## Fonte:
--------------------------------

Morte, rinascita e sacrificio nei miti

 

I miti permettono di ripercorrere i primi passi che l’uomo ha intrapreso verso la conoscenza del mondo. Come hanno iniziato ad essere affrontate le domande esistenziali? Quali risposte sono state date e a quali comportamenti hanno dato origine?

 

di Simone Basso

 

Cupola della Sala dei Giganti di Palazzo Te a Mantova, affresco di Giulio Romano
Cupola della Sala dei Giganti di Palazzo Te a Mantova, affresco di Giulio Romano

 

Tentare di comprendere il funzionamento del mondo, indagare le parti per avere una più giusta visione dell’intero e viceversa, queste sono le fondamenta per lo sviluppo della conoscenza da parte dell’uomo; tanto oggi quanto secoli e millenni orsono. Scoprire il mistero della vita. Proprio nei diversi popoli, nelle culture, nelle religioni, nei miti, nelle tradizioni e, più in generale, nella filosofia, tale ricerca ha proliferato (alcune volte con ottimi risultati, altre meno). 

Molte popolazioni primitive iniziarono a venerare diverse divinità, alle quali furono attribuiti i nomi e le caratteristiche delle più imponenti forze della natura: l’acqua, il mare, il sole, il fuoco, il vento, i fulmini, la terra, le piante e gli animali. Tutti fenomeni naturali dei quali non si sapeva l’origine, non si conoscevano le cause né i possibili modi in cui sfruttarne le proprietà o da cui, nel caso rappresentassero un pericolo, proteggersi. Individuare tali forze e cercare di dare loro una prima spiegazione attraverso i miti, è stato uno dei primi passi verso la conoscenza che oggi, grazie all’approfondimento di quello stesso pensiero scientifico, è stata migliorata. La mitologia, appunto, è l’insieme dei racconti che erano utilizzati per dare risposte a domande riguardanti in particolar modo l’origine del mondo e dell’uomo. I miti tentano di indicare la miglior spiegazione di cosa siano quelle forze e di fornire i migliori consigli alla comunità su come conviverci; i racconti mitologici sono tra le prime risposte, a livello sociale, ai dubbi umani sull’esistenza. In qualunque luogo le mitologie si sviluppino, ciò da cui non possono prescindere è il loro legame con la vita: esse aspirano ad essere spiegazioni in grado di dare prova di sé e di trovare nel vivere di ogni giorno le proprie motivazioni: siano esse spiegazioni che si autodefiniscono razionali, magiche, divine o soprannaturali (Per approfondire: La cometa della superstizione). Così si è cercato di fornire le prime argomentazioni e attribuire i primi significati agli eventi ritenuti più importanti a cui si assisteva, quali le stagioni, il dì e la notte, le malattie, la morte, la nascita di una nuova vita… È estremamente interessante notare come nel mondo i popoli abbiano sviluppato credenze mitologiche con tratti talvolta simili anche tra culture distanti nello spazio e nel tempo. Ciò significa che a fronte di domande esistenziali riguardanti gli stessi temi, diverse civiltà sono giunte a risposte somiglianti.

--------------------------------

## Record dati:
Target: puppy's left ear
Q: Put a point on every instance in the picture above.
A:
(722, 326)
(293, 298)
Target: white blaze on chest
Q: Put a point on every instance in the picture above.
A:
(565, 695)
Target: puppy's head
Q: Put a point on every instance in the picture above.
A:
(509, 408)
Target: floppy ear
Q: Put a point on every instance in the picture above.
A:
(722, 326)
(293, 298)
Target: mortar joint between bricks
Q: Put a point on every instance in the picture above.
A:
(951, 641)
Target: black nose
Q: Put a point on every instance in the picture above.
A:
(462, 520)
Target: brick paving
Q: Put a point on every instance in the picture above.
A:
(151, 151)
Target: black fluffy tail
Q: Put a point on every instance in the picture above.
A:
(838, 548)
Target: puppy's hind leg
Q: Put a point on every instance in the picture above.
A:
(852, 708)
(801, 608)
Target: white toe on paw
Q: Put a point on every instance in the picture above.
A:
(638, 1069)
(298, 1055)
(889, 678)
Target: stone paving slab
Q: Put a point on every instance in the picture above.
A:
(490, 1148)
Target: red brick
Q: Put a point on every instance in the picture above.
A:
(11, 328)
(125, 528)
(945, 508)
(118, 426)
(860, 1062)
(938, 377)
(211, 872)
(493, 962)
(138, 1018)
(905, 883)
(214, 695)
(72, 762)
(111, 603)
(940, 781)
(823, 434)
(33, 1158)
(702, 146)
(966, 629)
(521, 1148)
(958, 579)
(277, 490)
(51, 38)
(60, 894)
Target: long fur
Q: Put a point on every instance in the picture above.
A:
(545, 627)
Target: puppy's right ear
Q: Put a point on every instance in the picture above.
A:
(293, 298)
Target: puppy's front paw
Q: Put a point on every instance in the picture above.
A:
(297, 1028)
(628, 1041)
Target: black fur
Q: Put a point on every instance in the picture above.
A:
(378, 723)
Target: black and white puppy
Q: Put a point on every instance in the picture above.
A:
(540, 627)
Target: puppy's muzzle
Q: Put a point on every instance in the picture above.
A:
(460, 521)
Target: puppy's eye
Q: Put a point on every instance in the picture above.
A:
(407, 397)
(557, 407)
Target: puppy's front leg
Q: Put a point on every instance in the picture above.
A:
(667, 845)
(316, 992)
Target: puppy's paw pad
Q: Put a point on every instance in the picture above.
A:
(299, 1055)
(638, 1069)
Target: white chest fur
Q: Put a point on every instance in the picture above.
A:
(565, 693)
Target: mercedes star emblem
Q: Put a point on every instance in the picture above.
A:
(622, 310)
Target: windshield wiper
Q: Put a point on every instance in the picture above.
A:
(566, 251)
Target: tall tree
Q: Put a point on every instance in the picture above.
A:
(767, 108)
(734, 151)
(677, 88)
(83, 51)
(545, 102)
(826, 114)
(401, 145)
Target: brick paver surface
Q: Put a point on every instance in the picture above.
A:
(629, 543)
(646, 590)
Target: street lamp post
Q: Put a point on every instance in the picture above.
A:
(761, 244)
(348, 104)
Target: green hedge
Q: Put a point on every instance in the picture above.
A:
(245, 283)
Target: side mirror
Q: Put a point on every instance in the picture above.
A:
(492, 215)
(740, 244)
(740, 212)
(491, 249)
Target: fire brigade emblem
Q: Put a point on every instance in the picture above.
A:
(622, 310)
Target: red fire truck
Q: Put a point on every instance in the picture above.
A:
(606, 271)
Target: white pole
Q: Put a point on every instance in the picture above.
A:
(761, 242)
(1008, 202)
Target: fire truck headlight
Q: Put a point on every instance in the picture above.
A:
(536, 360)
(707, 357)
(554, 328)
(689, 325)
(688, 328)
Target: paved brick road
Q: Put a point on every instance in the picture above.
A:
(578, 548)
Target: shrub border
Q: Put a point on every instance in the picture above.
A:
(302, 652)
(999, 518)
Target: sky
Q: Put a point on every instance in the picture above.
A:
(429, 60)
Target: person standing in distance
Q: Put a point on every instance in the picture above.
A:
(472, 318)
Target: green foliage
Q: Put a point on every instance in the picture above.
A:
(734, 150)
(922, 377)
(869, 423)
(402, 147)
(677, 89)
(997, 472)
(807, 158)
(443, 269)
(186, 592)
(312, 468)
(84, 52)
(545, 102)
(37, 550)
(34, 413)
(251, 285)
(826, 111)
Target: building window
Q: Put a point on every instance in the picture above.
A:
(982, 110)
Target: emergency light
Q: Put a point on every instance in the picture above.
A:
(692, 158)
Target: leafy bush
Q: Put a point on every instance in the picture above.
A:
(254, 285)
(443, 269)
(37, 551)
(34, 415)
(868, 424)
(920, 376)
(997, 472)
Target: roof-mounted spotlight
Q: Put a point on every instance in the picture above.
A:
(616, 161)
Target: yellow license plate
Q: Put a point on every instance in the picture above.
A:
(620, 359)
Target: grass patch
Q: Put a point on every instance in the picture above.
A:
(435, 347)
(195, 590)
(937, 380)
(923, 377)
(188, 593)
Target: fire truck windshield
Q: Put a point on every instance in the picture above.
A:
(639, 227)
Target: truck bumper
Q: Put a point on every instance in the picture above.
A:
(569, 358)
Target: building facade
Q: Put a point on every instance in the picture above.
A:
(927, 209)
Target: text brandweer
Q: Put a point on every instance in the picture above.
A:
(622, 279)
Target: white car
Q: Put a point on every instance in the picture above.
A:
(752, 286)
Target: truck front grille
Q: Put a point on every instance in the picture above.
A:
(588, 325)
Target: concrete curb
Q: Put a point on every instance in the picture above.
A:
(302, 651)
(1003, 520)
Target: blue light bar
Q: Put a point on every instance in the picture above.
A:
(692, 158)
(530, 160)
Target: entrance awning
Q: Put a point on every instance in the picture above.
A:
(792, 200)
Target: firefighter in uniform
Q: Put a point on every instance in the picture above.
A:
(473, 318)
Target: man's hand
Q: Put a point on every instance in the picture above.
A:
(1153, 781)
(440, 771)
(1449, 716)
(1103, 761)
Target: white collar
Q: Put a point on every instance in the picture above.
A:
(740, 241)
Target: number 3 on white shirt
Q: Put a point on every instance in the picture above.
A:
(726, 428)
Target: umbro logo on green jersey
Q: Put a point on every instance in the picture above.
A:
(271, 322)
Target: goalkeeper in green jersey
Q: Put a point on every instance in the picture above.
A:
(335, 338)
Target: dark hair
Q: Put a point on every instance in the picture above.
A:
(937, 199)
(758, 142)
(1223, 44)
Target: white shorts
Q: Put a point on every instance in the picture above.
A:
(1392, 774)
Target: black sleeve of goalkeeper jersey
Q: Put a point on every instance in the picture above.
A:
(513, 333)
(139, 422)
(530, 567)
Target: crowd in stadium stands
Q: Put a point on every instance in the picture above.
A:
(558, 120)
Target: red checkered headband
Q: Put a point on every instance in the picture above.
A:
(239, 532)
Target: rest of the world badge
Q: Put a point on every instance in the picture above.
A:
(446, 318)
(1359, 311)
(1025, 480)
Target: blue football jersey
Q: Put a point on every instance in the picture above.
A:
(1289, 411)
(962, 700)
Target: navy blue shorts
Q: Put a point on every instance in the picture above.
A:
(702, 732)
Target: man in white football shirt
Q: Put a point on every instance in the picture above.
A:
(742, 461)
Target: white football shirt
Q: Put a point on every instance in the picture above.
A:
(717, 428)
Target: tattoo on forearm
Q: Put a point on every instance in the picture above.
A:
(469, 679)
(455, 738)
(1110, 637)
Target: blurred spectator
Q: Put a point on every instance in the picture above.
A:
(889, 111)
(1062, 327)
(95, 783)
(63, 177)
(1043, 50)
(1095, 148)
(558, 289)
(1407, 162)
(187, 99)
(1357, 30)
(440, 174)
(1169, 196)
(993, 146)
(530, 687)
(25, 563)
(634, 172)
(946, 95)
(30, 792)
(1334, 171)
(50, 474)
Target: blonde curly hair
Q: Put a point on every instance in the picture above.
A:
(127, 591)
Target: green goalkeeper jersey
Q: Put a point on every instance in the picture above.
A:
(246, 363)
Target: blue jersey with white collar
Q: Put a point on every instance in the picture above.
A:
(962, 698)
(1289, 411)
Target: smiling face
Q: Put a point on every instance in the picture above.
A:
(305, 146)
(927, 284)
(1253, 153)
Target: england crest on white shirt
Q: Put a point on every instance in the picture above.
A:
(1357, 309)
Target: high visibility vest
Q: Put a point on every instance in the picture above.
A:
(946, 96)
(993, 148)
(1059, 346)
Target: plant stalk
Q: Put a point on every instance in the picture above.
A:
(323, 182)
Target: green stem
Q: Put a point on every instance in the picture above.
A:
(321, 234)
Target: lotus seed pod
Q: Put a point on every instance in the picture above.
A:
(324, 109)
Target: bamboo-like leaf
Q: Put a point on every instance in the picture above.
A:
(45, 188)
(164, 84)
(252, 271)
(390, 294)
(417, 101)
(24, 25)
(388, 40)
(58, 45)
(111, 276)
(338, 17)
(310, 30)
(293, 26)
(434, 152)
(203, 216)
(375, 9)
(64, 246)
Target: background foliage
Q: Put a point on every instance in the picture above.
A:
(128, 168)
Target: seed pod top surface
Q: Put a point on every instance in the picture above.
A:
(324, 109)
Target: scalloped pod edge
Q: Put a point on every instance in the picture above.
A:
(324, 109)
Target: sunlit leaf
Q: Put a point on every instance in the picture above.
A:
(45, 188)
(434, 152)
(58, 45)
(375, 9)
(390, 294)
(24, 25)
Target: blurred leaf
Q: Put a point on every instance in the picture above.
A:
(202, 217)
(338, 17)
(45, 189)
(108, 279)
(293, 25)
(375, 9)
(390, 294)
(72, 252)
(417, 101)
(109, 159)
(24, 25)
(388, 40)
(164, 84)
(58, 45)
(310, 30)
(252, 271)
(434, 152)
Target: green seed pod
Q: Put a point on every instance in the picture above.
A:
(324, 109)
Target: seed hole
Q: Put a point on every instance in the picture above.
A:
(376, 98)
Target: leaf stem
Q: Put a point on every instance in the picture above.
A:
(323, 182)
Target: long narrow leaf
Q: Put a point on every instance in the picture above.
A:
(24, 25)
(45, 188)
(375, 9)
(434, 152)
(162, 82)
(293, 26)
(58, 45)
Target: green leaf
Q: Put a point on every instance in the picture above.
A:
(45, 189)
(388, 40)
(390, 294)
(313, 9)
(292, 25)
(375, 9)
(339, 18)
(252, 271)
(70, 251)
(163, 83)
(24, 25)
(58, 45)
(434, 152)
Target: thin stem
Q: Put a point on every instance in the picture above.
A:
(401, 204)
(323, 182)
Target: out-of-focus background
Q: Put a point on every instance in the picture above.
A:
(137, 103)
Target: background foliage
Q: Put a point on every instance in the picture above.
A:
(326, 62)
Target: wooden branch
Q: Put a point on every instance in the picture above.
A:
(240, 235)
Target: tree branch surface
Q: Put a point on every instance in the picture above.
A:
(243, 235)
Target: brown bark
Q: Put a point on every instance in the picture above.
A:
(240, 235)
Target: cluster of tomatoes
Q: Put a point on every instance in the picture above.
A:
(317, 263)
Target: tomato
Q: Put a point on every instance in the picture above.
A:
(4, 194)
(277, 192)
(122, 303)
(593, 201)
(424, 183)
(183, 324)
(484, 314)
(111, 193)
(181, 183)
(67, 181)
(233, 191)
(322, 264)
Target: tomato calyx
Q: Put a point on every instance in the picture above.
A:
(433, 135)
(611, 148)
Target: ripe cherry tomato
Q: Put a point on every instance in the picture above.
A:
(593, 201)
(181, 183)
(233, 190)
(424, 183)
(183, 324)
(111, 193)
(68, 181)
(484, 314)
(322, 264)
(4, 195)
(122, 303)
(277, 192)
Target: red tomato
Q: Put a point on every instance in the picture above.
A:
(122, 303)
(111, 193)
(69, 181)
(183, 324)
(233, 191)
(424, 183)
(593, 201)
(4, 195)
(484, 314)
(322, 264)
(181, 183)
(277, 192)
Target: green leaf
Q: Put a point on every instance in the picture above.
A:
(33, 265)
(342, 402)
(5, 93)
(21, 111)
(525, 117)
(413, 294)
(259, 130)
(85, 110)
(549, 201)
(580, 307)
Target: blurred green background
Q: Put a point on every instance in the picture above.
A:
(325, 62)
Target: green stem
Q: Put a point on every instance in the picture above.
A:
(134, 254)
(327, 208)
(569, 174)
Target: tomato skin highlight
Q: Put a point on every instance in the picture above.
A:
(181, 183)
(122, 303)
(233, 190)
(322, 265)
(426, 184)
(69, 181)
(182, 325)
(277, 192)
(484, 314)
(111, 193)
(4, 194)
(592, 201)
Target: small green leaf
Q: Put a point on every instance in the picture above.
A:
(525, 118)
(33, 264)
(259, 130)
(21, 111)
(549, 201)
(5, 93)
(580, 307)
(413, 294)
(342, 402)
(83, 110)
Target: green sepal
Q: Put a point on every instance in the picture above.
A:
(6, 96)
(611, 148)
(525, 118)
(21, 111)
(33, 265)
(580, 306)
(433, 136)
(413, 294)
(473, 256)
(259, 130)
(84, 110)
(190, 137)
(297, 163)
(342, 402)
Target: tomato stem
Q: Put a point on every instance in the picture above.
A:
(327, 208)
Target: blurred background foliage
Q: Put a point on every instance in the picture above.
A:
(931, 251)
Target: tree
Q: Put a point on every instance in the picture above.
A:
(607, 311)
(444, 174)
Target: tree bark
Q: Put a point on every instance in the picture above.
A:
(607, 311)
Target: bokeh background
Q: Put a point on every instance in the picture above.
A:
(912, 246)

--------------------------------

## Requisiti:
1 – Secondo il testo sui miti, che cosa significa il fatto che culture lontane nello spazio e nel tempo abbiano sviluppato credenze mitologiche con tratti simili? Rispondi in una-tre frasi.
2 – Estrai dai record tutte le righe che contengono la stringa "front".

## Elenco soluzioni:
1 – Significa che civiltà diverse, poste davanti a domande esistenziali sugli stessi temi, sono giunte a risposte somiglianti.

2 –
Target: puppy's front paw
Target: puppy's front leg
Target: truck front grille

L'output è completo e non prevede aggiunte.